[[ Entries provided open ]]

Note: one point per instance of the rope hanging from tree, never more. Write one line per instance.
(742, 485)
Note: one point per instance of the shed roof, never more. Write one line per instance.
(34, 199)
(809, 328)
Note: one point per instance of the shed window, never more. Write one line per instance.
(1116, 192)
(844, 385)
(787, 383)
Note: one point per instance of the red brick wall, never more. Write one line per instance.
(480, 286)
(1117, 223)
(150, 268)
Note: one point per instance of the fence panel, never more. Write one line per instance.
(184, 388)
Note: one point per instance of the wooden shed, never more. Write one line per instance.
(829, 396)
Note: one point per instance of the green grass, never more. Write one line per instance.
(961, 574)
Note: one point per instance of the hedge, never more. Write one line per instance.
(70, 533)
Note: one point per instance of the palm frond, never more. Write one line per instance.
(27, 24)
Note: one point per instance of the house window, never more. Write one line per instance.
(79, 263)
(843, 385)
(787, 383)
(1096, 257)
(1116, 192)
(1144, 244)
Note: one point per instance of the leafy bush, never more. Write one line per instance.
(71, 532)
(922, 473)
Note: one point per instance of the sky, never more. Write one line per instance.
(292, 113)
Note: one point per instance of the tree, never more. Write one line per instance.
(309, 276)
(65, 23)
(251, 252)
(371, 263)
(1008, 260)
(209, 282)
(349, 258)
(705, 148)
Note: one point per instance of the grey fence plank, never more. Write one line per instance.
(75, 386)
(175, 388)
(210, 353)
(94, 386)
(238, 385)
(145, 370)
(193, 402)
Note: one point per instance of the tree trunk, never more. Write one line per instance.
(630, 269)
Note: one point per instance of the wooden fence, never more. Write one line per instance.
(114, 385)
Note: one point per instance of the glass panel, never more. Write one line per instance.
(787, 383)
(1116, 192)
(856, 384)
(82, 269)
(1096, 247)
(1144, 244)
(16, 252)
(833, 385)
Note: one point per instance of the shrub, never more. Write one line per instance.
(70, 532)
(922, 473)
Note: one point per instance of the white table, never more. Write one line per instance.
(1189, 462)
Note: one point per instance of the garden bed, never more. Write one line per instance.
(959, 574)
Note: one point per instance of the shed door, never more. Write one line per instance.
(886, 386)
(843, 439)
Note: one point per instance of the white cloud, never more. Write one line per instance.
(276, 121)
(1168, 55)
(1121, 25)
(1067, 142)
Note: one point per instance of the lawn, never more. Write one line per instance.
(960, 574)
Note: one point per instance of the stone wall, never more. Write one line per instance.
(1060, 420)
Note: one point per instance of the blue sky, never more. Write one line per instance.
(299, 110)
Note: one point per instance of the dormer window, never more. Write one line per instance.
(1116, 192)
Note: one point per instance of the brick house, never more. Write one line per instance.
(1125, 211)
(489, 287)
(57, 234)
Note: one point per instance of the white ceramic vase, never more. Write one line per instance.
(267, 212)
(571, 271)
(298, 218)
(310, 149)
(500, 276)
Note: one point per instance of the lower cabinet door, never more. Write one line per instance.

[[ Entries provided closed ]]

**Exercise objective**
Only the lines from the one that holds "Note: one point per instance of the garden" through the end of the records should appear in the answer, each restated exactly.

**Written reply**
Note: one point per instance of the garden bed, never more. Write one line per instance.
(959, 574)
Note: one point per instance of the shed door, never more. Write one line per instance.
(886, 386)
(843, 439)
Note: one point per instance of the white cloud, never more. Write one line per instance.
(276, 121)
(1168, 55)
(1121, 25)
(1067, 142)
Note: one point per instance of the lawn, never more. Write one line per instance.
(960, 574)
Note: one point per instance of the stone wall, never more. Write one line per instance.
(1060, 420)
Note: one point per instance of the blue sky, never more. Write one line per instance.
(299, 110)
Note: one point per instance of the dormer window, never more. Write one line per instance.
(1116, 192)
Note: one point per instance of the brick house, never more. Write one line per instance.
(1125, 211)
(489, 287)
(57, 234)
Note: one point per instance of the white ceramic vase, never more. Write one line per instance.
(267, 212)
(571, 271)
(298, 218)
(310, 149)
(500, 276)
Note: one point per instance of the lower cabinet door, never more. Write one line per instance.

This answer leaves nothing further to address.